— start of Excerpted text —

The Major representative body for pub-owning businesses and two Pub-owning business respondents went on to suggest that, if the regulations are amended as per the proposal, any amendments, should differentiate between fault break notices in responses to a breach of the lease, and no fault notices that may feature in the terms of the lease. The Pub-owning business also commented that any notice clauses contained within agreements would need to be agreed between both parties at the outset; they thought that it should remain the right of a prospective tenant to take on an agreement in full knowledge of any contained notice to quit clause and the impact such a clause would have on their MRO rights during the proposed tenure.

The Campaign group perspective, along with a that of another Representative body, was very different. For example, the Campaign group respondents argued that pub-owning businesses will serve notice routinely to avoid MRO, while the Representative body was concerned that the proposal could actually encourage pub-owning businesses to exercise a degree of brinkmanship, for example by saying they intend to take a pub back but then offering the existing tenant a new contract, with less favourable contract terms, at the last minute. While others who had disagreed thought the proposed amendments are not necessary, these respondents were looking for more rigorous arrangements, including oversight, to ensure that pub-owning businesses cannot avoid offering MRO leases when required. Suggestions included there being no exemption to the right to go MRO throughout the lease (Campaign group).

— end of Excerpted text —
— start of Dataset rows —

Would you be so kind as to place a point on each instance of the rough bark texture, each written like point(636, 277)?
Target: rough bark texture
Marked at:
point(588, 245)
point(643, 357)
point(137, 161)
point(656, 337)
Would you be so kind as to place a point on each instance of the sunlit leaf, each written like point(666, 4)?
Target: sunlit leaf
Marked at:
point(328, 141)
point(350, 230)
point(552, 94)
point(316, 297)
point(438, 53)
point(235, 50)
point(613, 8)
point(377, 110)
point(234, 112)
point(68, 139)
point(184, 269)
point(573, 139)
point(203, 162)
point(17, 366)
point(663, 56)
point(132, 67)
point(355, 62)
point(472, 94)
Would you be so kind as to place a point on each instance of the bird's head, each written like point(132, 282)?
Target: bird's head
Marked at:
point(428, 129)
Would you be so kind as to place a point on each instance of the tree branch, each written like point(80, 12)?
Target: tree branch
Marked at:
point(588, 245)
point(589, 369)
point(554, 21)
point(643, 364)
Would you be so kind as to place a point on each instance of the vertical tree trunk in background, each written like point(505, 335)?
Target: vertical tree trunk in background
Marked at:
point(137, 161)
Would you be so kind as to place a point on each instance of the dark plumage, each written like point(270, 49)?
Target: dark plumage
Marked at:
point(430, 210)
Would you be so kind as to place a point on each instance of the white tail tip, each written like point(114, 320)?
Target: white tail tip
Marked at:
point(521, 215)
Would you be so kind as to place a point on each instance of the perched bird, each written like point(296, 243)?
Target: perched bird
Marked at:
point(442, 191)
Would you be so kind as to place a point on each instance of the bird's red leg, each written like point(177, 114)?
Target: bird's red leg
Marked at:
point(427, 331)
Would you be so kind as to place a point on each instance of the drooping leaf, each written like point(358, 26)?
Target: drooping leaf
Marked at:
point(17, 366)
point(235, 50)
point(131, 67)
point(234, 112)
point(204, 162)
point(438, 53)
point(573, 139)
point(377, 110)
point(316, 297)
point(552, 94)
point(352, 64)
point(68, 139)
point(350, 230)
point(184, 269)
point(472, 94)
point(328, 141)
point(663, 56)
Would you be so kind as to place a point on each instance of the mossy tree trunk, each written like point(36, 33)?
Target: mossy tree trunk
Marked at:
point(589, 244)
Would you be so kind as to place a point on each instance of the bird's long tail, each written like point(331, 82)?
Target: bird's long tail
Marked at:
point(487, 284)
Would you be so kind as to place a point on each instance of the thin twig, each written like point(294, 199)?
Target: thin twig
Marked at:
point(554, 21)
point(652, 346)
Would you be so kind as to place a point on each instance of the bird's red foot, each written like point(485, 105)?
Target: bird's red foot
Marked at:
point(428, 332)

— end of Dataset rows —

__What is asked__: Output the passage of the pub-lease consultation text between "The Major representative" and "the proposed tenure.", inclusive, unchanged.

__Result of the exercise__:
The Major representative body for pub-owning businesses and two Pub-owning business respondents went on to suggest that, if the regulations are amended as per the proposal, any amendments, should differentiate between fault break notices in responses to a breach of the lease, and no fault notices that may feature in the terms of the lease. The Pub-owning business also commented that any notice clauses contained within agreements would need to be agreed between both parties at the outset; they thought that it should remain the right of a prospective tenant to take on an agreement in full knowledge of any contained notice to quit clause and the impact such a clause would have on their MRO rights during the proposed tenure.